Display every line from the entries below that includes the string "water".

[Stored data entries]

════

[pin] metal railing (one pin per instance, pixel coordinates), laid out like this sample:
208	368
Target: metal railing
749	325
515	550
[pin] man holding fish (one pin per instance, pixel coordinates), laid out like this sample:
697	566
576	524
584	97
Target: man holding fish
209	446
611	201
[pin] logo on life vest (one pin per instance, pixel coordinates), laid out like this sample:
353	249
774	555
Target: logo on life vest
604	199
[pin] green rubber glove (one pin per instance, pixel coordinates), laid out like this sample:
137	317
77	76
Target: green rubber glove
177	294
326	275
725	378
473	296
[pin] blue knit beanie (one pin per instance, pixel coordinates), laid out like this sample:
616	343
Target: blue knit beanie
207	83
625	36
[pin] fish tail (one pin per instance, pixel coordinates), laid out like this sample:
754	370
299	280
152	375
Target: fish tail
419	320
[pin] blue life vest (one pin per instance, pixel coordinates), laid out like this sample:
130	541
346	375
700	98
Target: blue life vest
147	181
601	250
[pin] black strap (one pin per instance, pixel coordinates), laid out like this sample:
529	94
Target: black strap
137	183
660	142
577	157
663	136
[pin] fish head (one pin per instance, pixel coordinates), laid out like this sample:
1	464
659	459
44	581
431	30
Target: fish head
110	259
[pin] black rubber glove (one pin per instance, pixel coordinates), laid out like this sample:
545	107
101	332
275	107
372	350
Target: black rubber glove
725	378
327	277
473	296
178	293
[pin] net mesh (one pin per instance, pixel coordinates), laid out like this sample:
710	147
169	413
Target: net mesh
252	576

════

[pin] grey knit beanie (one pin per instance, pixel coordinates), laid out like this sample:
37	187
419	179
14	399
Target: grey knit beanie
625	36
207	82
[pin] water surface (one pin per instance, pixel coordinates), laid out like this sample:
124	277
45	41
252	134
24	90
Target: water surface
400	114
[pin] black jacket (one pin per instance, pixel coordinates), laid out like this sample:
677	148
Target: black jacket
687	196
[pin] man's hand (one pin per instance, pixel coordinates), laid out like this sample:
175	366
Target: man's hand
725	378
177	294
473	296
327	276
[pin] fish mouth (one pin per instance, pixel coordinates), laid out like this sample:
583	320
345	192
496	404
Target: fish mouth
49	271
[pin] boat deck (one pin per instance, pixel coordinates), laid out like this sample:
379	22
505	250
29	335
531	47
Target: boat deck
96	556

════

● Result of this task
[pin] water surface (one pin per instance, pixel coordinates), laid out like this sample:
Target: water surface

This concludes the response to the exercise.